List every line below that contains the word "white", matching case exactly.

· · ·

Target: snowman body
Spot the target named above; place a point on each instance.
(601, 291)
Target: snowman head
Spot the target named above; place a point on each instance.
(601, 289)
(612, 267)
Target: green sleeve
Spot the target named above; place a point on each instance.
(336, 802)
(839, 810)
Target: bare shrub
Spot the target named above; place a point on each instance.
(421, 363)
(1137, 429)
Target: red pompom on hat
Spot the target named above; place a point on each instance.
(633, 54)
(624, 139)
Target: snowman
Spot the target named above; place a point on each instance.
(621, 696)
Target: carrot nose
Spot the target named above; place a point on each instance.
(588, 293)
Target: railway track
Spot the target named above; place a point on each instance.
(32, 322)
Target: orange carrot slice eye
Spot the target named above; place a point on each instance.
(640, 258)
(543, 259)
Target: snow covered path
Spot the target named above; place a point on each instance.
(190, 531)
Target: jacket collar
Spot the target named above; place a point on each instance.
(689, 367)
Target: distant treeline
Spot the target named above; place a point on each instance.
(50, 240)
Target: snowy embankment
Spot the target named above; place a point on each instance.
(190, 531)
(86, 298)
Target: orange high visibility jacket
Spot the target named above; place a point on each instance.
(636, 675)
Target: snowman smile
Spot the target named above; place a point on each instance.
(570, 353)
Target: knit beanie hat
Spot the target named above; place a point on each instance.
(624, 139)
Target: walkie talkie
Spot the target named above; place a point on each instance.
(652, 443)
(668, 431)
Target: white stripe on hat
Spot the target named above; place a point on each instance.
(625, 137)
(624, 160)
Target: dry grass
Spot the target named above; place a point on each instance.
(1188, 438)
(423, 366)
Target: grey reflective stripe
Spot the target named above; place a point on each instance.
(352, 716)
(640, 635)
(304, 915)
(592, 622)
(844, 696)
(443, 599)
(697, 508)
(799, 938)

· · ·

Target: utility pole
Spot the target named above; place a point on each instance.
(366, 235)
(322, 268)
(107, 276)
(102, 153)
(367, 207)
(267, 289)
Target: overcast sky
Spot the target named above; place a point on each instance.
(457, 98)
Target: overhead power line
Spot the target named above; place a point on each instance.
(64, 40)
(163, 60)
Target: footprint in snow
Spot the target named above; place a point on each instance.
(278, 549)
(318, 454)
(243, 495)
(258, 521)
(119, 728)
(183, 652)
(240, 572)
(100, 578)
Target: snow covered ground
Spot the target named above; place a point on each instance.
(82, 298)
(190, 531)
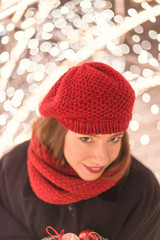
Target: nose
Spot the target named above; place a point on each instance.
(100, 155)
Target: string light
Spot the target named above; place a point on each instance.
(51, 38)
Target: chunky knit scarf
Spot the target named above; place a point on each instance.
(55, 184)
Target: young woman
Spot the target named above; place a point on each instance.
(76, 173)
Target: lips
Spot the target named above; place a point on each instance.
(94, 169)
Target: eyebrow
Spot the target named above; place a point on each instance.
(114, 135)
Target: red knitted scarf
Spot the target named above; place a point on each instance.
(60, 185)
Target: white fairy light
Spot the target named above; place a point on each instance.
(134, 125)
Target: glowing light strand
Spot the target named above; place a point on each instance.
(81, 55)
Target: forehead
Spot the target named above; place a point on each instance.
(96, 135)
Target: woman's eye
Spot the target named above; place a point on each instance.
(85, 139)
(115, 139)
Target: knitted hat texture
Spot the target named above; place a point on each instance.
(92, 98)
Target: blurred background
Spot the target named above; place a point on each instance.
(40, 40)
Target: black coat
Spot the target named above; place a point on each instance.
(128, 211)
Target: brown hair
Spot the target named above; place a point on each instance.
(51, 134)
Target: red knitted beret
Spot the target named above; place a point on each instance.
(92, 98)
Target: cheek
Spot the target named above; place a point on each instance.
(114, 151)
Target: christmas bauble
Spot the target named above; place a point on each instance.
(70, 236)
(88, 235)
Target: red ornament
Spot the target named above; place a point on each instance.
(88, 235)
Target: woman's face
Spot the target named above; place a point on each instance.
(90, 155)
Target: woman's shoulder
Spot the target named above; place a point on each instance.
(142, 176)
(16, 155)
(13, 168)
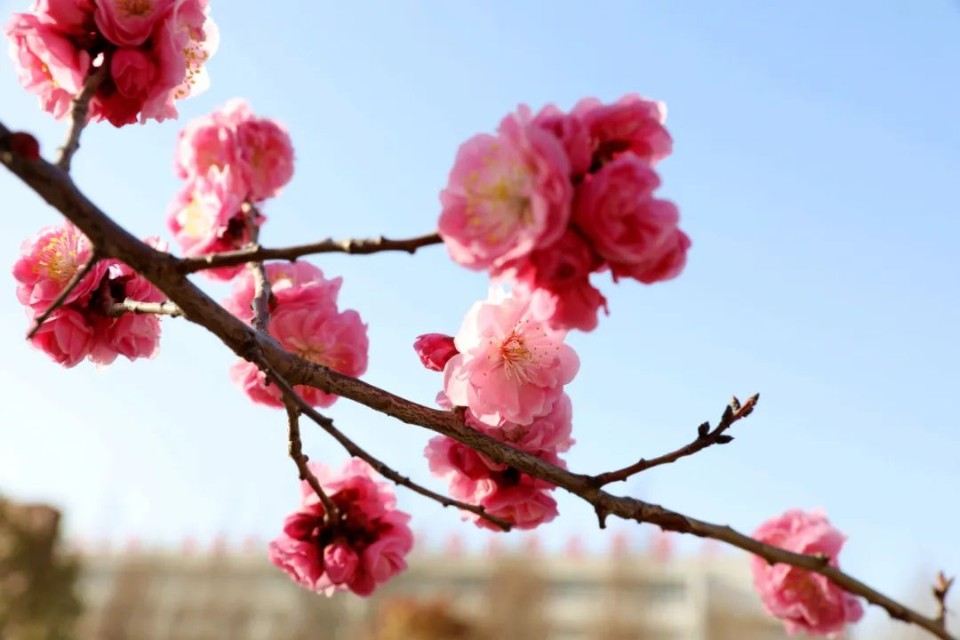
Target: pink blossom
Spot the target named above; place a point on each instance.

· · ·

» **Completed exercise**:
Target: white stripe on hat
Target: white fairy light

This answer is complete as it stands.